## Requirement
Would you please copy each line of the data in which the string "baby" occurs?

## Recorded information
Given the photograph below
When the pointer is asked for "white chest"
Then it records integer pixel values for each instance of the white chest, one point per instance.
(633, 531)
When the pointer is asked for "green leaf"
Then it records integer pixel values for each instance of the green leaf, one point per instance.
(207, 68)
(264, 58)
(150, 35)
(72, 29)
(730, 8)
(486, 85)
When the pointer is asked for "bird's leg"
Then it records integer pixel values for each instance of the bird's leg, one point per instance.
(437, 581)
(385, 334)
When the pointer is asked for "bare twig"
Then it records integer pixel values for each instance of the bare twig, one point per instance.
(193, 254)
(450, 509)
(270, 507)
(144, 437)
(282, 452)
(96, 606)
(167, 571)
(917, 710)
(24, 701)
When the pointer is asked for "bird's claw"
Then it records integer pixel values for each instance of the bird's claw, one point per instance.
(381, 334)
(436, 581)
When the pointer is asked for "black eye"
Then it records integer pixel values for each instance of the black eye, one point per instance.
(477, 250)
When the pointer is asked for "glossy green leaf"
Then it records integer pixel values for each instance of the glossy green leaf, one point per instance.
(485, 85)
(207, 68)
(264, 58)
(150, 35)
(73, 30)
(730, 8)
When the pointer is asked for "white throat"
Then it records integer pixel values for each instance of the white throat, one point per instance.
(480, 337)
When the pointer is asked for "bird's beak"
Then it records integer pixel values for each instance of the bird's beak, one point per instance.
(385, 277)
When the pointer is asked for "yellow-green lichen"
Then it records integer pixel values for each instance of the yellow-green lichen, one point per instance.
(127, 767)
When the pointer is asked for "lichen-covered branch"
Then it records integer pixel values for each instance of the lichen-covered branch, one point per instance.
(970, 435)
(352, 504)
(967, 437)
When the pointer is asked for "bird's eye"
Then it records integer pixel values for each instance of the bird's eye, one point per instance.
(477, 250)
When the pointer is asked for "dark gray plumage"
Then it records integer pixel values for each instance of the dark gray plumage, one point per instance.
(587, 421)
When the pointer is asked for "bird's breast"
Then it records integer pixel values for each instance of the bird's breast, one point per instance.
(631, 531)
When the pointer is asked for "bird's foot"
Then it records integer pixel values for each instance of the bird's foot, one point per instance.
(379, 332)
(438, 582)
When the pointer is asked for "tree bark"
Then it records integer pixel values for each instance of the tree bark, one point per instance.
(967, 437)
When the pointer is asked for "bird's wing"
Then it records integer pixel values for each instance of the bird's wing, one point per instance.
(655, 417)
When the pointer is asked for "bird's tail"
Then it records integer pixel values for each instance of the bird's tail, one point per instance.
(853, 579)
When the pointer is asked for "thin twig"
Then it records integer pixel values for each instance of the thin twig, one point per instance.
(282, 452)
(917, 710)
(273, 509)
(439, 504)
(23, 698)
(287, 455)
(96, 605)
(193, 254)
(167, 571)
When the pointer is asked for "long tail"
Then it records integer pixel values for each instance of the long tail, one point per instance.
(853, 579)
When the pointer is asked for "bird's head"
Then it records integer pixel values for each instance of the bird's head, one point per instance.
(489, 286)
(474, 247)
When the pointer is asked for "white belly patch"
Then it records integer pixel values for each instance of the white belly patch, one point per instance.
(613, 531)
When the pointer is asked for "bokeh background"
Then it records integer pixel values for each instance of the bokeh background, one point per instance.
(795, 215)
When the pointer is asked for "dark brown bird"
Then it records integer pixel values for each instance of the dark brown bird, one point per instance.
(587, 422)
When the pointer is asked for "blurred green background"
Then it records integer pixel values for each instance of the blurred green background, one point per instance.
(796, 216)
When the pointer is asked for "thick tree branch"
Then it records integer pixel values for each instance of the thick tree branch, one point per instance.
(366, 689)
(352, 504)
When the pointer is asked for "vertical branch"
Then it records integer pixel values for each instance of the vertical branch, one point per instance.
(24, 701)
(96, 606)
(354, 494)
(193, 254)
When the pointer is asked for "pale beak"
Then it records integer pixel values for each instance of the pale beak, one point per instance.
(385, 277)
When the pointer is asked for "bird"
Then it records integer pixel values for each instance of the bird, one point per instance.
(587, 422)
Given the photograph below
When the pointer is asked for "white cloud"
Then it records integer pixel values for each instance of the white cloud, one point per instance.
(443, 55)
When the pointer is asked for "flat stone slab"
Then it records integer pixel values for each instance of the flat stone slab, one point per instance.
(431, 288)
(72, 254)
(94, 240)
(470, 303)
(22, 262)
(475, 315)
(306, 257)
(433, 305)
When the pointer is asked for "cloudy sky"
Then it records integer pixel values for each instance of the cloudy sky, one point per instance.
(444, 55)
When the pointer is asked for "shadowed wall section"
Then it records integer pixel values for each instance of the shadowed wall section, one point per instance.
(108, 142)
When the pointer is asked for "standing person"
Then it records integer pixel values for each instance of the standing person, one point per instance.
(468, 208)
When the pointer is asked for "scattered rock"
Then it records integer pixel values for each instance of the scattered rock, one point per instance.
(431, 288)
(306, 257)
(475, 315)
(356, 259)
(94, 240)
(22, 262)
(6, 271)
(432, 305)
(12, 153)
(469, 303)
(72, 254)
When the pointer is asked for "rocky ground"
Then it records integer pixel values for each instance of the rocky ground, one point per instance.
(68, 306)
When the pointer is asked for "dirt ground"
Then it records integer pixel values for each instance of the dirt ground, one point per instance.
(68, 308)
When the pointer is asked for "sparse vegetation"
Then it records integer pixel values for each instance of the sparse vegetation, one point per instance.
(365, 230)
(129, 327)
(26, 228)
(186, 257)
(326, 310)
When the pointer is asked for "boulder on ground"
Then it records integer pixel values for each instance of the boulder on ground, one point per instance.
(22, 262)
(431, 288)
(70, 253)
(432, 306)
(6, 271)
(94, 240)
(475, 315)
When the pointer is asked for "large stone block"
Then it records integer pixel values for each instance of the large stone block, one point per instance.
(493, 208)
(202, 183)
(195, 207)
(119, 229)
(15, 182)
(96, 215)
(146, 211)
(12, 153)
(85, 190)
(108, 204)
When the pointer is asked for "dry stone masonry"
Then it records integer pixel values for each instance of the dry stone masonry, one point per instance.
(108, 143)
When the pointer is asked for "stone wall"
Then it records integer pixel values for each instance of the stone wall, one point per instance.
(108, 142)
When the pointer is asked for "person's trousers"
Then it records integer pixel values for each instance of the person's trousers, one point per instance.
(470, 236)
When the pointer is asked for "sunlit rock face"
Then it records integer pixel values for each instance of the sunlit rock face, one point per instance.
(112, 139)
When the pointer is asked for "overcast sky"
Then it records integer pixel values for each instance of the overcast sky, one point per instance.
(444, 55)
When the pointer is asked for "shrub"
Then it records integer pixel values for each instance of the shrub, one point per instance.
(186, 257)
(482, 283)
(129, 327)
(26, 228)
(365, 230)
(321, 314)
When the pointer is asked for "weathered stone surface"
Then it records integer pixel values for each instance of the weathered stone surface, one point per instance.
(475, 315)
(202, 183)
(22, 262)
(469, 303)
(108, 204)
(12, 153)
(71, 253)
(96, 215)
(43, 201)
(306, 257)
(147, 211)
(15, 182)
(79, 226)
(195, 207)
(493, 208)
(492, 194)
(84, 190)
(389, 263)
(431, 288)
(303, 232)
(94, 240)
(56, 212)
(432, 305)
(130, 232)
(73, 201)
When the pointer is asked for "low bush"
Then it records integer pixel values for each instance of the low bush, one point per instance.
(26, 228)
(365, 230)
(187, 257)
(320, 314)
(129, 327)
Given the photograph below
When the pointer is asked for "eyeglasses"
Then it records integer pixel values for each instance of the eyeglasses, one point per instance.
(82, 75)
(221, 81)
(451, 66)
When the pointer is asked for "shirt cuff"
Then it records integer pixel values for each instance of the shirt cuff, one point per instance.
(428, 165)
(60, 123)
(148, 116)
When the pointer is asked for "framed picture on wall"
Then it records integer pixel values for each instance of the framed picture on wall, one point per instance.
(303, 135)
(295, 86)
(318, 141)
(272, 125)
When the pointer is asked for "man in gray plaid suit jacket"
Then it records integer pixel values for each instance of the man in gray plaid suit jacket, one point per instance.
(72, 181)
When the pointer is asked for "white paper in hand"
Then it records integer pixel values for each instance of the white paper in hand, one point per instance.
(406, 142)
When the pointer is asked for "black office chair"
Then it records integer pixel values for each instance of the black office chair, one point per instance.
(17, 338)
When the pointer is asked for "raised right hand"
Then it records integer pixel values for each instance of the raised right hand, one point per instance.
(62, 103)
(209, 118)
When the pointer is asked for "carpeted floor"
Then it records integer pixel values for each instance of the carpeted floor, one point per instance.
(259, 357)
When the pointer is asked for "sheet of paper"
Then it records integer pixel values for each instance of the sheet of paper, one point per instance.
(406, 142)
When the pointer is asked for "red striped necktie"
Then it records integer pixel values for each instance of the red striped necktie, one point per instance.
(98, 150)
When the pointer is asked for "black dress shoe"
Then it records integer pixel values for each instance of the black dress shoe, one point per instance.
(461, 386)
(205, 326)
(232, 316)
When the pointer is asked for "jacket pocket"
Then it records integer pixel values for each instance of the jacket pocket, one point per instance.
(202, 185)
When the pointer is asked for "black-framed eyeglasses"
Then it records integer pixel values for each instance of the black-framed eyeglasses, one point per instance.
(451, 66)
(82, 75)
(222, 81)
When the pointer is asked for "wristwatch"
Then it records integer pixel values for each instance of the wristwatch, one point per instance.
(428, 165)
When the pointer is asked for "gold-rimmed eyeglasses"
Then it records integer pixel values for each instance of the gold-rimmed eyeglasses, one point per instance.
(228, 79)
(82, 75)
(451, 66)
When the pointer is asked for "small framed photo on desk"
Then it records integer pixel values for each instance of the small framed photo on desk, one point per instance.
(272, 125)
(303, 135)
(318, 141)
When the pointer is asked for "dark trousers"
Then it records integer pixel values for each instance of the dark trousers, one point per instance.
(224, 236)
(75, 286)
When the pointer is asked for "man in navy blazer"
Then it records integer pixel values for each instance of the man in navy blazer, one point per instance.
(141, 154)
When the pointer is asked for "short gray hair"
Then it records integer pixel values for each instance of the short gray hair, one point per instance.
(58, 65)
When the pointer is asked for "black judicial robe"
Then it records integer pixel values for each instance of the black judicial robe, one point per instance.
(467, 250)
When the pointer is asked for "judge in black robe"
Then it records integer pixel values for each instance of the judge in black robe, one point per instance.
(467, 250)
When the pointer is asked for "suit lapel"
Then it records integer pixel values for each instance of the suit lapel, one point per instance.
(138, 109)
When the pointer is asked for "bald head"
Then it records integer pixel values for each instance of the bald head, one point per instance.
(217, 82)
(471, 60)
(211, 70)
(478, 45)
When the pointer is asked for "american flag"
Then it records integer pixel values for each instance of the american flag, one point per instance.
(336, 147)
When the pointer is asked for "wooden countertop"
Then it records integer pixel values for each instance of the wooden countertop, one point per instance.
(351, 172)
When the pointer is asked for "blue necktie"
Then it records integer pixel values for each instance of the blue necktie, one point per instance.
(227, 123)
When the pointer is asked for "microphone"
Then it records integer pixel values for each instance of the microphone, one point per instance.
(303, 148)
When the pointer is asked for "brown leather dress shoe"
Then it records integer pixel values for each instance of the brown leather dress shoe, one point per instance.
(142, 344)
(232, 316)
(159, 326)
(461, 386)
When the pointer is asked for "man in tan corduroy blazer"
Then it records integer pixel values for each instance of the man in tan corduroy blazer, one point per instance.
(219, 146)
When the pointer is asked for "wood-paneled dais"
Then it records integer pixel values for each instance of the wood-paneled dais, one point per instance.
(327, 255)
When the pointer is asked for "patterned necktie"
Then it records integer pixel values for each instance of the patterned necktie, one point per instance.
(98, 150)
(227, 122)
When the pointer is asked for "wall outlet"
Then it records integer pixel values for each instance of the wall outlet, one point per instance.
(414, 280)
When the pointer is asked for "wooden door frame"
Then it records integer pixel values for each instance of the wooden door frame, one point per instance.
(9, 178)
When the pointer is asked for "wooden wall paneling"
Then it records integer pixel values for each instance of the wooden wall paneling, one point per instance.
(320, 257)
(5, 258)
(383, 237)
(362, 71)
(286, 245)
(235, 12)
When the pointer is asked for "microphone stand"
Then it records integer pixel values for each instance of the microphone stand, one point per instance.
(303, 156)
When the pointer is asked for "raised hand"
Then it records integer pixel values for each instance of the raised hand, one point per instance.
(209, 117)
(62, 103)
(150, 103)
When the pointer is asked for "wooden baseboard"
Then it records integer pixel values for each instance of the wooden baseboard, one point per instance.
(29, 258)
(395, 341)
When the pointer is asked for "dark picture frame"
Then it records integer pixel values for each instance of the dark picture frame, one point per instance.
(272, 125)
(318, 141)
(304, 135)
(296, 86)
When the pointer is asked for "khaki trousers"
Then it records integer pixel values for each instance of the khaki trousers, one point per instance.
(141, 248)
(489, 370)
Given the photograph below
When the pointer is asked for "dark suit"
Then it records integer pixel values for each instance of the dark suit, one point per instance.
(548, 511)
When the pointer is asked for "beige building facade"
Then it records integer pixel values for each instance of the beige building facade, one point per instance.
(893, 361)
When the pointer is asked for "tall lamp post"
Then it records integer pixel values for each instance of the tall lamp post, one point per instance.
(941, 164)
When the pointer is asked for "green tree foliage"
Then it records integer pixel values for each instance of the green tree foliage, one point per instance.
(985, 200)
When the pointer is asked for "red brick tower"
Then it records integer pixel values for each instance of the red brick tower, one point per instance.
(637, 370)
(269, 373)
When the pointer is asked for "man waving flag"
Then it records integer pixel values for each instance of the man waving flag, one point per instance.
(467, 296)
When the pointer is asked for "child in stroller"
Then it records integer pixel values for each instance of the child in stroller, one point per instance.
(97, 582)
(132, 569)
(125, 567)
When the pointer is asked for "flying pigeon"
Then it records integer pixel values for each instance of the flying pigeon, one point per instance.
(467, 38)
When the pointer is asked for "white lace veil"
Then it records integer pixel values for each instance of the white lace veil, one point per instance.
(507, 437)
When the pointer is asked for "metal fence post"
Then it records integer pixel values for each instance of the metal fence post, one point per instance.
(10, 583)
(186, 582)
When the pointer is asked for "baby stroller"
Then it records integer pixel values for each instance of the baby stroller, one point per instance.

## Result of the exercise
When the pointer is asked for "baby stroller"
Then it records integer pixel values for each instance of the baby stroller, one point per instance.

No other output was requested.